*** Opening of Provided material ***
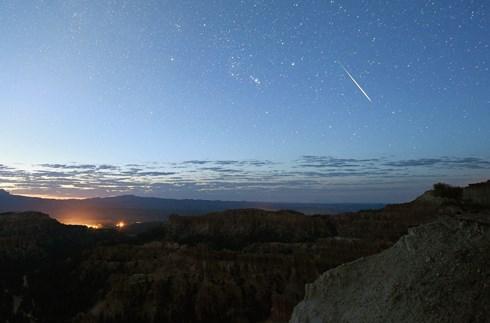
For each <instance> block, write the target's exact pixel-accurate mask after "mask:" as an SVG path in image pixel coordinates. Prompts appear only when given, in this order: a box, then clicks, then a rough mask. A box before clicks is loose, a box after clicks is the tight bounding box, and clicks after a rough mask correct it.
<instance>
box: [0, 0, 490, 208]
mask: <svg viewBox="0 0 490 323" xmlns="http://www.w3.org/2000/svg"><path fill="white" fill-rule="evenodd" d="M489 5H490V3H489V2H488V1H470V0H464V1H449V0H447V1H339V0H332V1H330V0H321V1H320V0H318V1H314V0H311V1H287V0H278V1H234V0H223V1H211V0H207V1H150V0H148V1H136V0H135V1H102V0H98V1H81V0H80V1H75V0H73V1H56V0H53V1H48V0H46V1H13V0H12V1H10V0H6V1H1V2H0V39H1V42H0V70H1V73H0V136H1V138H2V140H0V152H1V153H0V188H3V189H6V190H9V191H11V192H12V193H18V194H20V193H22V194H37V195H44V196H56V197H63V196H64V197H68V196H69V197H90V196H111V195H118V194H138V195H145V196H158V197H172V198H206V199H208V198H213V199H230V200H264V201H290V202H293V201H295V202H301V201H304V202H310V201H316V202H341V201H343V202H349V201H351V202H365V201H369V202H394V201H405V200H408V199H410V198H413V197H415V196H417V195H418V194H420V193H421V192H422V191H424V190H425V189H428V188H429V187H430V186H431V184H433V183H435V182H438V181H444V182H448V183H451V184H466V183H470V182H475V181H481V180H486V179H487V178H490V127H489V126H488V125H490V75H489V58H490V48H489V39H490V37H489V35H490V20H489V16H488V15H489V10H488V9H489V8H488V7H489Z"/></svg>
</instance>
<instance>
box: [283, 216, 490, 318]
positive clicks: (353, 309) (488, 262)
mask: <svg viewBox="0 0 490 323" xmlns="http://www.w3.org/2000/svg"><path fill="white" fill-rule="evenodd" d="M290 322H294V323H299V322H301V323H317V322H318V323H327V322H336V323H337V322H363V323H369V322H373V323H374V322H434V323H435V322H455V323H456V322H458V323H459V322H490V214H489V213H479V214H471V213H470V214H464V215H459V216H454V215H453V216H446V217H442V218H441V219H440V220H438V221H435V222H433V223H429V224H425V225H421V226H419V227H416V228H414V229H411V230H409V233H408V234H407V235H405V236H403V237H402V238H401V239H400V240H399V241H398V242H397V243H396V244H395V245H394V246H393V247H391V248H389V249H387V250H385V251H383V252H381V253H380V254H377V255H374V256H370V257H367V258H362V259H359V260H356V261H354V262H351V263H348V264H344V265H341V266H339V267H337V268H335V269H331V270H329V271H327V272H326V273H324V274H323V275H321V276H320V278H318V279H317V280H316V281H315V282H314V283H313V284H309V285H307V286H306V295H305V299H304V300H303V301H302V302H301V303H300V304H298V305H297V306H296V307H295V309H294V312H293V315H292V318H291V321H290Z"/></svg>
*** Close of Provided material ***
## What to work on
Leave out any pictures and return exactly the lines from the beginning of the data through the line with "box: [283, 216, 490, 318]", inclusive.

## Result for this task
For each <instance> block, write the target's exact pixel-accurate mask after "mask:" as an SVG path in image pixel coordinates. Prompts appear only when given, in this order: a box, then clicks, then a rough mask. A box before clicks is loose, a box after clicks is the tight bounding box, and clicks after a rough mask correct it.
<instance>
box: [0, 0, 490, 208]
mask: <svg viewBox="0 0 490 323" xmlns="http://www.w3.org/2000/svg"><path fill="white" fill-rule="evenodd" d="M489 5H490V3H489V2H488V1H470V0H464V1H449V0H447V1H339V0H332V1H330V0H321V1H320V0H318V1H314V0H311V1H287V0H278V1H234V0H223V1H211V0H207V1H150V0H148V1H136V0H135V1H102V0H98V1H81V0H80V1H75V0H73V1H56V0H53V1H48V0H46V1H13V0H12V1H10V0H6V1H1V2H0V39H1V42H0V70H1V73H0V136H1V138H2V140H0V152H1V153H0V188H3V189H6V190H9V191H11V192H12V193H18V194H20V193H22V194H37V195H44V196H56V197H63V196H64V197H68V196H69V197H90V196H111V195H118V194H138V195H145V196H158V197H172V198H206V199H208V198H213V199H230V200H264V201H290V202H293V201H295V202H301V201H304V202H310V201H316V202H341V201H343V202H349V201H351V202H365V201H369V202H394V201H405V200H408V199H410V198H413V197H415V196H417V195H418V194H420V193H421V192H422V191H424V190H425V189H428V188H429V187H430V186H431V184H433V183H435V182H438V181H444V182H448V183H451V184H466V183H470V182H475V181H481V180H486V179H487V178H490V127H489V126H488V125H490V75H489V58H490V48H489V39H490V37H489V35H490V20H489V16H488V15H489V10H488V9H489V8H488V7H489Z"/></svg>
</instance>
<instance>
box: [283, 216, 490, 318]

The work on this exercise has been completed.